**TEXT SHOWN**
▬▬▬▬▬▬
Abstract

Christine Wamsler has produced what can only be described as an all-encompassing book on urban sustainability, risk and disaster management, and urban resilience. Concepts such as resilience and sustainability continue to nurture a growing literature and lively debates among specialists. Wamsler takes on the whole gamut of concepts, models, and precepts current in the urban sustainability and risk management literature. Nothing is left out in this tightly written book: earthquakes, hurricanes, mudslides, heatwaves, fires, wind and snow storms, rising sea levels … The focus is on risk reduction and hazard avoidance and how urban planning can contribute to making communities safer and more resilient in the face of climate change and non-climate change associated risks. What can communities (and individuals) do, Wamsler asks, to minimise risk and prepare for impending disasters?
The book does not fall into an easy to classify category. The author has, manifestly, not set out to write a critical essay on urban resilience or urban sustainability. The book’s purpose is not primarily to contribute to intellectual debate. Its primary audience is not fellow academics. The author sees it as a manual or a textbook aimed, specifically, at students in urban planning and related fields and beginning practitioners in local risk and disaster management. The book is structured along the lines of a textbook or how-to manual with numerous boxes, examples, and questions and discussion points at the end of each chapter.
▬▬▬▬▬▬
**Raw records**

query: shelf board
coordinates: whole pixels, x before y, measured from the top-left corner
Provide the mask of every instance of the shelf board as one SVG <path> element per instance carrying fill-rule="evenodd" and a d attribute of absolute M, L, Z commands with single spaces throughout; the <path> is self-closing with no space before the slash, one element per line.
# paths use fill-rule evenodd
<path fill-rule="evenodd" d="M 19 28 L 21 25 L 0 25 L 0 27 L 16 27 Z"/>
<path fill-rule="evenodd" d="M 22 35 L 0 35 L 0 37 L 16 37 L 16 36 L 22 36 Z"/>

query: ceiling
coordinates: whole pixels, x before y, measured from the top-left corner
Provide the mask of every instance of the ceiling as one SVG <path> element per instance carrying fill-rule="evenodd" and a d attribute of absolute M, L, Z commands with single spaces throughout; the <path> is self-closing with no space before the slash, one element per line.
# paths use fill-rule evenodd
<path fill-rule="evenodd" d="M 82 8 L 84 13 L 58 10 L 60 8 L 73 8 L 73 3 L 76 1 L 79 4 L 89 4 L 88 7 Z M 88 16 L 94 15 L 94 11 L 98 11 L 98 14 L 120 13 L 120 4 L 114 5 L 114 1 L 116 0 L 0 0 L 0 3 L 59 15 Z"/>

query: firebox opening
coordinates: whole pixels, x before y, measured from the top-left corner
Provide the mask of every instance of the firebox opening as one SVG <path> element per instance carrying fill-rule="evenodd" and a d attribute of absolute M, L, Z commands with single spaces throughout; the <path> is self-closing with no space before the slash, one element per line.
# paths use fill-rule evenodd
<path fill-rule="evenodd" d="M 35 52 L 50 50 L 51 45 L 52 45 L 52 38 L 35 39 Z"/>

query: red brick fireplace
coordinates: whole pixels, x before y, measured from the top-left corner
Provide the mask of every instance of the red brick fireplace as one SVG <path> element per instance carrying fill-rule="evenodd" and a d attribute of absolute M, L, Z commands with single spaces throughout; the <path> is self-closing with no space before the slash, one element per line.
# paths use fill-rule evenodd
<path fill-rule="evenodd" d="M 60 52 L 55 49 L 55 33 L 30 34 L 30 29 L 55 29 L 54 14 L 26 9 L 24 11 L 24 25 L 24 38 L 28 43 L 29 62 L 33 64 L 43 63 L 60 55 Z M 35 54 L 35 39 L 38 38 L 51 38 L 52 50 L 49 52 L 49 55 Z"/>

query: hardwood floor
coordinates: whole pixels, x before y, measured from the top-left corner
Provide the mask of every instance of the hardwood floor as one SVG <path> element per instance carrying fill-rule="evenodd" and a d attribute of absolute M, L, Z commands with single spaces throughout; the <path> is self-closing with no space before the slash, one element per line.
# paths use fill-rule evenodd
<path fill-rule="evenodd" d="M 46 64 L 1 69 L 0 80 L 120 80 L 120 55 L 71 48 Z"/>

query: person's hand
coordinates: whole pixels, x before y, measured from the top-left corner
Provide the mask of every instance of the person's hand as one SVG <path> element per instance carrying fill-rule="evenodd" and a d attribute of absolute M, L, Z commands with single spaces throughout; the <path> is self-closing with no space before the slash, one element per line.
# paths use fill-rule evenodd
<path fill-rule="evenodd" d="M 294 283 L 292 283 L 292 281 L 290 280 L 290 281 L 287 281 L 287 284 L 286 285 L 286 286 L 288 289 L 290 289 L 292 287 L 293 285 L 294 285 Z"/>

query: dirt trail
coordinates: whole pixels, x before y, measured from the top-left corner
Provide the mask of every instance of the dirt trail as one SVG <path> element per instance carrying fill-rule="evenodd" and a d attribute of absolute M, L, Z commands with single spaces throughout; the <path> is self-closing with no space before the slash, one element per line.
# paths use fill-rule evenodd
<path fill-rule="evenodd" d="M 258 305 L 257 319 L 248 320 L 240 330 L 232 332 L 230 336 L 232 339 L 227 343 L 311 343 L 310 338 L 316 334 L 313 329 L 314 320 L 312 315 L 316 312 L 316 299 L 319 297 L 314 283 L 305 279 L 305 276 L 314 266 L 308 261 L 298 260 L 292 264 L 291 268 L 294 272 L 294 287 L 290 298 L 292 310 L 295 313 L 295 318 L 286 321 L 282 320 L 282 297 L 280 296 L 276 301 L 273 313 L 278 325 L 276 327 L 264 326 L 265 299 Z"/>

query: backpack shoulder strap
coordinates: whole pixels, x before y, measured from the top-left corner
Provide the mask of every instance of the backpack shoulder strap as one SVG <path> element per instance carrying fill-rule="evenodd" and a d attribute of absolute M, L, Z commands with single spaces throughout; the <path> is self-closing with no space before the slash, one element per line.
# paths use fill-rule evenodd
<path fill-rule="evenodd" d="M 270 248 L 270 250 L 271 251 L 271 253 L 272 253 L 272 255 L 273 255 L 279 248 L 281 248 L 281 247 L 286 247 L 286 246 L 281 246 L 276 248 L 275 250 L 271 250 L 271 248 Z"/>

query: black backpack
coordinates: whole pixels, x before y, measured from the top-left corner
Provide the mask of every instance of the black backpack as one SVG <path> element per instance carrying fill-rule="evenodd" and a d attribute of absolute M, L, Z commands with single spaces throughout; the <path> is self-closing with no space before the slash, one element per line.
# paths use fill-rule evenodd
▬▬▬▬▬▬
**EXERCISE TASKS**
1. List every hazard that the review names in the sentence beginning "Nothing is left out in this tightly written book".
2. According to the review, who is the intended audience of the book?
3. Using the review, explain why the book does not fall into an easy-to-classify category.

**ANSWERS TO THE TASKS**
1.
1. Earthquakes
2. Hurricanes
3. Mudslides
4. Heatwaves
5. Fires
6. Wind and snow storms
7. Rising sea levels

2. Students in urban planning and related fields, and beginning practitioners in local risk and disaster management.

3. The book does not fit a single category because its author did not set out to write a critical essay on urban resilience or sustainability. It is not mainly meant to add to intellectual debate or to address fellow academics. Instead, it is designed as a manual or textbook for students and beginning practitioners.